Stored data entries:
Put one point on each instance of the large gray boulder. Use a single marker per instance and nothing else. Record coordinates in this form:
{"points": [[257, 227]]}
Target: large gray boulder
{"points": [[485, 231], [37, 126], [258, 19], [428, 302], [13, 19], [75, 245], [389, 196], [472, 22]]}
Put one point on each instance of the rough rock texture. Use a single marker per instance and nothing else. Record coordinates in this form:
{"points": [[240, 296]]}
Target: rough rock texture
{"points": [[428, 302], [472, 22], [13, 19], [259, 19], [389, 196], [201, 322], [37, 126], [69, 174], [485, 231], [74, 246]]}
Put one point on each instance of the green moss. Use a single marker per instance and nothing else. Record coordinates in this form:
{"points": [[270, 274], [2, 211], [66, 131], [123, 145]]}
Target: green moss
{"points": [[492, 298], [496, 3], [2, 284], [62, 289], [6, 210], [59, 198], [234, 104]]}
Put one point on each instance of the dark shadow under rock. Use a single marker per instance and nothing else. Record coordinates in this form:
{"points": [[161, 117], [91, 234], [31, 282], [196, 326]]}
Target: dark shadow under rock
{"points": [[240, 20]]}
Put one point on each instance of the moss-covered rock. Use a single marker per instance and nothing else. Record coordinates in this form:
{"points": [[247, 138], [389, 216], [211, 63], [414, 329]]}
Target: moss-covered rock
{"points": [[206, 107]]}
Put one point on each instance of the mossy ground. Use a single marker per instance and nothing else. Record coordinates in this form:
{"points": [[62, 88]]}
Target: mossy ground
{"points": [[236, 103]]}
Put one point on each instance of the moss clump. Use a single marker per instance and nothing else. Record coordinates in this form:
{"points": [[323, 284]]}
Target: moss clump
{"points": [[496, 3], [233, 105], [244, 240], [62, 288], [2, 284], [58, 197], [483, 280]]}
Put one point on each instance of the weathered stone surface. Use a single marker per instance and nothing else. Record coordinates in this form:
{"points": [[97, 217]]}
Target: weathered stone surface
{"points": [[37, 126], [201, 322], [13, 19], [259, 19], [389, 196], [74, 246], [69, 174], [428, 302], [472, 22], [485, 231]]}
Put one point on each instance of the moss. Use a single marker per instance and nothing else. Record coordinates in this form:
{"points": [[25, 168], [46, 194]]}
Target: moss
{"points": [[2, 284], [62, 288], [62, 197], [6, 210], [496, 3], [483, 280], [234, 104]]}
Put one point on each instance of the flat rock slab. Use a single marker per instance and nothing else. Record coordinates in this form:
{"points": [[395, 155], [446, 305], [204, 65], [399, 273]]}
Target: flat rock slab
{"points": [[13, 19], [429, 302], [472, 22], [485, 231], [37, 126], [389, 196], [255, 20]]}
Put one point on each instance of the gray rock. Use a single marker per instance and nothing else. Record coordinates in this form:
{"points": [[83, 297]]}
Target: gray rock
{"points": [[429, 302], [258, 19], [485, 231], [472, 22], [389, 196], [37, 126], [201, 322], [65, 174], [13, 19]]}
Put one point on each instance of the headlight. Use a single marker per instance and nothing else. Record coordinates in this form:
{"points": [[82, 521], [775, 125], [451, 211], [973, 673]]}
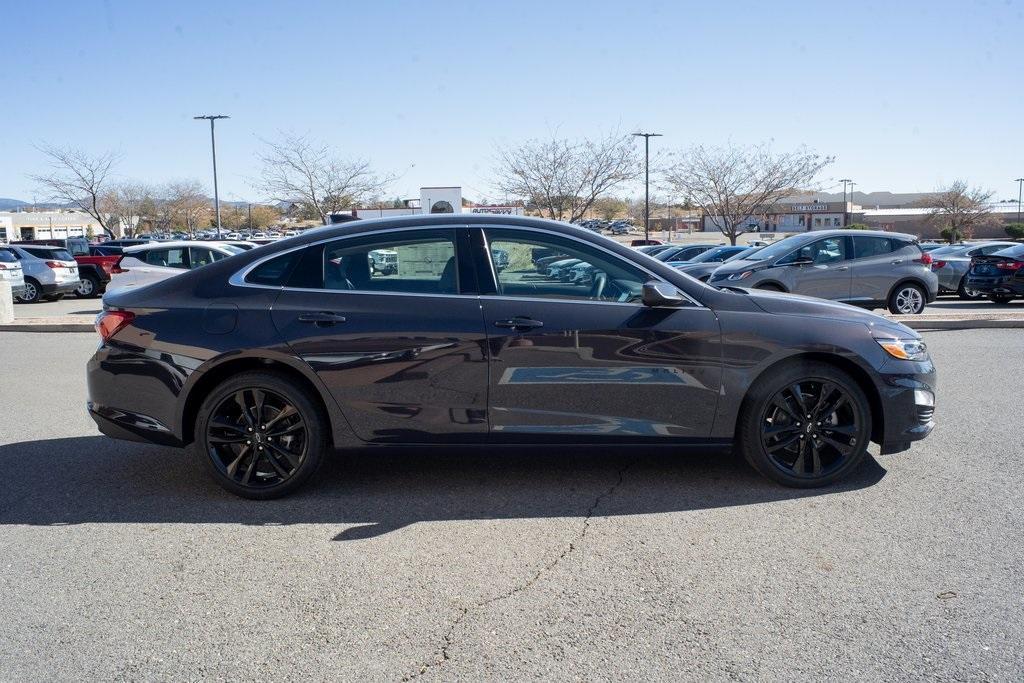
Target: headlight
{"points": [[904, 349]]}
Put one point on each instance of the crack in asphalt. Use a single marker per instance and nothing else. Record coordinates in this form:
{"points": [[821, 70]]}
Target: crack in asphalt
{"points": [[446, 641]]}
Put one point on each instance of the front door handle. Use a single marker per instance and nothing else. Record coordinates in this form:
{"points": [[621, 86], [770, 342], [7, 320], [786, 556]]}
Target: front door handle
{"points": [[324, 318], [519, 323]]}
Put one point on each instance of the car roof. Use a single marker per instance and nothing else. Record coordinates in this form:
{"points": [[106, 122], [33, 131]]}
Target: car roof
{"points": [[172, 244]]}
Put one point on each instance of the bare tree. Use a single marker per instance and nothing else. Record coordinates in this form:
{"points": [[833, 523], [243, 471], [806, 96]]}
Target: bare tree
{"points": [[299, 170], [79, 179], [734, 184], [125, 206], [186, 205], [561, 177], [958, 209]]}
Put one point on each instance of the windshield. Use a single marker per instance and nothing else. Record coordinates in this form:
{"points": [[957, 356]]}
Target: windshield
{"points": [[774, 250]]}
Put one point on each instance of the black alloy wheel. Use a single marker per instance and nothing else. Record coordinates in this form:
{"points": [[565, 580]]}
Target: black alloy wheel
{"points": [[806, 425], [261, 435]]}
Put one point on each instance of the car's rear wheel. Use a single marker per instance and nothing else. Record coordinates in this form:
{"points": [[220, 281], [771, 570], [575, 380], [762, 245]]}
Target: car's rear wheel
{"points": [[805, 425], [907, 299], [31, 292], [260, 435], [965, 292], [87, 288]]}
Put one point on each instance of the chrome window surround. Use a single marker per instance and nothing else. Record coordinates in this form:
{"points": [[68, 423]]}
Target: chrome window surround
{"points": [[239, 278]]}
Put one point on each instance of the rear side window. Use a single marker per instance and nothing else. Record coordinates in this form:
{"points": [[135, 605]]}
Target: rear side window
{"points": [[865, 247], [275, 271]]}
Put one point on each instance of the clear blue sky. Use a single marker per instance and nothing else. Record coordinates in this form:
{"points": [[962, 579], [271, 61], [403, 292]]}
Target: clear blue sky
{"points": [[906, 95]]}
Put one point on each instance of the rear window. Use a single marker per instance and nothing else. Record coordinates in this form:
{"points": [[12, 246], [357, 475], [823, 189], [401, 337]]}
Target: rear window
{"points": [[50, 254]]}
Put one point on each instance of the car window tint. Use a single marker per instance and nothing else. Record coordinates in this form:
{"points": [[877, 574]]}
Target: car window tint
{"points": [[421, 262], [865, 247], [581, 272], [273, 272], [167, 258]]}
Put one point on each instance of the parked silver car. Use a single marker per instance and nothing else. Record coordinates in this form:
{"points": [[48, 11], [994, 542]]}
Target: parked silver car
{"points": [[49, 271], [868, 268], [10, 271], [951, 262]]}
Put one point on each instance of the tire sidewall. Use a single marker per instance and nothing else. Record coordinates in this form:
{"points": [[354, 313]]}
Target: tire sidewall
{"points": [[763, 391], [312, 415]]}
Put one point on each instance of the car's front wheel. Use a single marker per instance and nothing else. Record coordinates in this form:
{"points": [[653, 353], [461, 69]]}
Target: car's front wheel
{"points": [[906, 299], [261, 435], [805, 425]]}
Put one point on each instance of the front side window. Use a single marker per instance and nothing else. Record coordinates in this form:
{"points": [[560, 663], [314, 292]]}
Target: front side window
{"points": [[547, 266], [417, 262], [829, 250], [864, 247], [168, 258]]}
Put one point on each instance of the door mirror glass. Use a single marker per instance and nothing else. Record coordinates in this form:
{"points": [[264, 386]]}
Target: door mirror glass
{"points": [[662, 294]]}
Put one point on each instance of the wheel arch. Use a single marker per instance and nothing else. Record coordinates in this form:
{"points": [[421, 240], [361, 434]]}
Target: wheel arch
{"points": [[207, 379], [840, 361]]}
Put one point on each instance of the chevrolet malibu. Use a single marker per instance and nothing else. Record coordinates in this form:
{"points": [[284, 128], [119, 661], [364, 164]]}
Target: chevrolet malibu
{"points": [[264, 361]]}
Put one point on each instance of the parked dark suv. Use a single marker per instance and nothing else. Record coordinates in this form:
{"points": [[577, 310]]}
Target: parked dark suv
{"points": [[868, 268], [264, 360]]}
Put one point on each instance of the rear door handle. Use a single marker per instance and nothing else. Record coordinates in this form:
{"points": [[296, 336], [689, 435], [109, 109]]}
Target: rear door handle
{"points": [[323, 318], [519, 323]]}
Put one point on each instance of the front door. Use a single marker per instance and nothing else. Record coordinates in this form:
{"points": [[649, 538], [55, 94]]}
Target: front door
{"points": [[583, 359], [402, 350]]}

**Work instructions**
Return every one of the records above word for word, leaving out the pictures.

**Final result**
Put one point on each instance of the large gray boulder. Use a single marker per instance and nothing else. Record coordinates in this form:
{"points": [[257, 227]]}
Target: large gray boulder
{"points": [[485, 231], [37, 126], [258, 19], [428, 302], [13, 19], [75, 245], [389, 196], [472, 22]]}
Put one point on each instance of the rough rock texture. Use a single marker per instance and nothing else. Record coordinates in this form:
{"points": [[240, 296]]}
Target: rough rock texture
{"points": [[428, 302], [472, 22], [13, 19], [259, 19], [389, 196], [201, 322], [37, 126], [69, 174], [485, 231], [74, 246]]}
Put one point on each instance of the green moss. Use a single marker per instance and nothing else. Record coordinates in this form:
{"points": [[270, 274], [2, 211], [66, 131], [123, 145]]}
Target: green moss
{"points": [[492, 298], [496, 3], [2, 284], [62, 289], [6, 210], [59, 198], [234, 104]]}
Put one point on each instance of the dark shadow under rock. Use a single marker per instance and nothing else. Record coordinates in this form:
{"points": [[161, 117], [91, 234], [31, 282], [196, 326]]}
Target: dark shadow under rock
{"points": [[240, 20]]}
Put one point on each instance of the moss-covered rock. Use a single marker per instance and nothing else. Record coordinates in this form:
{"points": [[247, 138], [389, 216], [211, 63], [414, 329]]}
Target: moss-covered rock
{"points": [[206, 107]]}
Put one point on each instance of the mossy ground. Use a single marker per instance and nothing else. Record coordinates in this form:
{"points": [[62, 88]]}
Target: mossy ground
{"points": [[236, 103]]}
Put one point on each instance of the moss clump. Use a single marker per instance and nothing else. Record coordinates in this form:
{"points": [[323, 284]]}
Target: moss clump
{"points": [[496, 3], [233, 105], [244, 240], [62, 288], [2, 284], [58, 197], [483, 280]]}
Put one point on each instance of the weathered stone surface. Use a single marker per instance and nothing else. Record coordinates in this form:
{"points": [[97, 217]]}
Target: weathered stone surface
{"points": [[37, 126], [201, 322], [13, 19], [259, 19], [389, 196], [74, 246], [69, 174], [428, 302], [472, 22], [485, 231]]}
Put one point on each instance of the moss. Use a single marker per instance and nothing else. Record coordinates in this form:
{"points": [[25, 168], [46, 194]]}
Target: moss
{"points": [[2, 284], [62, 288], [62, 197], [6, 210], [496, 3], [483, 280], [234, 104]]}
Put one point on each instance of the flat rock slab. Use a single marker per instance and nothing else. Record coordinates in this form:
{"points": [[395, 155], [446, 305], [204, 65], [399, 273]]}
Target: flat rock slab
{"points": [[13, 19], [429, 302], [472, 22], [485, 231], [37, 126], [389, 196], [255, 20]]}
Put one point on each instance of the gray rock. Use a single marker per instance and nothing else. Record coordinates in this form:
{"points": [[83, 297]]}
Target: gray rock
{"points": [[429, 302], [258, 19], [485, 231], [472, 22], [389, 196], [37, 126], [201, 322], [65, 174], [13, 19]]}
Put one point on each instance of the headlight. Use a single marker per instance and nothing else. Record coordinates in this form:
{"points": [[82, 521], [775, 125], [451, 211], [973, 673]]}
Target: headlight
{"points": [[904, 349]]}
Put one point on each instance of the crack in asphalt. Use a single marker per instance and nothing else. Record coordinates in this form:
{"points": [[821, 70]]}
Target: crack in asphalt
{"points": [[446, 641]]}
Put one point on each instance of the front door handle. Use a single marker per instance and nothing else. Record coordinates in this form:
{"points": [[621, 86], [770, 342], [7, 320], [786, 556]]}
Target: front door handle
{"points": [[324, 318], [519, 323]]}
Put one point on each instance of the car roof. Use a single marker per instance and nothing else. Record coordinates in this form:
{"points": [[106, 122], [33, 131]]}
Target: car roof
{"points": [[172, 244]]}
Put one point on each instance of the bare tree. Use a single marker per instance and nothing else. Record coordinates in this form:
{"points": [[833, 523], [243, 471], [806, 96]]}
Target: bare tree
{"points": [[299, 170], [79, 179], [734, 184], [125, 206], [186, 205], [561, 177], [958, 209]]}
Put one point on each instance of the windshield. Use a single marker per instance and nothing else. Record coordinates in this form:
{"points": [[957, 356]]}
Target: windshield
{"points": [[774, 250]]}
Put one point on each instance of the black alloy wheel. Use a single marker per instance and nothing else. Record coordinates in this form:
{"points": [[565, 580]]}
Target: black alloy wheel
{"points": [[806, 425], [261, 435]]}
Put one point on each instance of the car's rear wheel. Use a single marker per instance and nothing else. Record coordinates in this form:
{"points": [[220, 281], [771, 570], [575, 380], [762, 245]]}
Target: car's rear wheel
{"points": [[805, 425], [907, 299], [31, 292], [260, 435], [965, 292], [87, 288]]}
Put one point on each instance of the chrome window surround. Use a single marker per instance and nothing else. Record coordinates in this form:
{"points": [[68, 423]]}
Target: chrome window surround
{"points": [[239, 278]]}
Put one point on each instance of the rear side window. Use a single marker per instance and nothing else. Record coordinates in this form:
{"points": [[135, 605]]}
Target: rear side window
{"points": [[865, 247], [275, 271]]}
Put one point on each instance of the clear blue sky. Use a single marker per instance and nothing else. Record coordinates in this form:
{"points": [[962, 579], [271, 61], [403, 292]]}
Target: clear blue sky
{"points": [[906, 95]]}
Put one point on each instance of the rear window. Use a single marker per instance and nothing else. Record coordinates in this form:
{"points": [[12, 246], [357, 475], [823, 189], [401, 337]]}
Target: rear window
{"points": [[50, 254]]}
Put one point on each instance of the car window tint. Use a single marker per instance and nothing else. Record coordinates in this form:
{"points": [[877, 574]]}
Target: car window tint
{"points": [[421, 262], [865, 247], [581, 272], [273, 272], [167, 258]]}
Put one point on each instance of the parked silver car. Use a single marker per instance and nothing else. Record coordinates in this form:
{"points": [[48, 11], [994, 542]]}
Target: parked silver car
{"points": [[49, 271], [868, 268], [10, 271], [951, 262]]}
Put one point on each instance of the tire sidewall. Use a single marker per instance and nothing else. Record coordinates in this form:
{"points": [[354, 313]]}
Target: tire sidewall
{"points": [[763, 391], [312, 415]]}
Put one point on each instance of the car's front wheel. Use a single marker per instance and nothing else. Record coordinates in this form:
{"points": [[653, 353], [461, 69]]}
Target: car's front wheel
{"points": [[906, 299], [261, 435], [805, 425]]}
Put one point on each instance of the front side window. Use a single marker per instance and nothing else. Record coordinates in this form:
{"points": [[560, 663], [314, 292]]}
Target: front side window
{"points": [[547, 266], [417, 262], [829, 250], [864, 247], [168, 258]]}
Put one point on each instance of the door mirror glass. Use a single marker per instance and nothing else. Record coordinates in this form:
{"points": [[264, 386]]}
Target: door mirror glass
{"points": [[662, 294]]}
Put one point on each instance of the wheel arch. Use a single marker per instance and nothing else. Record coordinates in this form:
{"points": [[421, 240], [361, 434]]}
Target: wheel arch
{"points": [[207, 379], [840, 361]]}
Put one point on each instance of the chevrolet malibu. Use a single marker per instance and nothing else. Record coordinates in this form:
{"points": [[284, 128], [119, 661], [364, 164]]}
Target: chevrolet malibu
{"points": [[264, 361]]}
Put one point on each instance of the parked dark suv. Use a single marker per instance and nothing else. Record coordinates in this form:
{"points": [[577, 310]]}
Target: parked dark suv
{"points": [[868, 268], [264, 360]]}
Put one point on each instance of the rear door handle. Use a single marker per instance and nothing else. Record coordinates in this form:
{"points": [[296, 336], [689, 435], [109, 109]]}
Target: rear door handle
{"points": [[323, 318], [519, 323]]}
Put one point on each instance of the front door. Use a single marker per instance and nothing else. Record coordinates in this form:
{"points": [[649, 538], [55, 94]]}
Target: front door
{"points": [[583, 359], [402, 350]]}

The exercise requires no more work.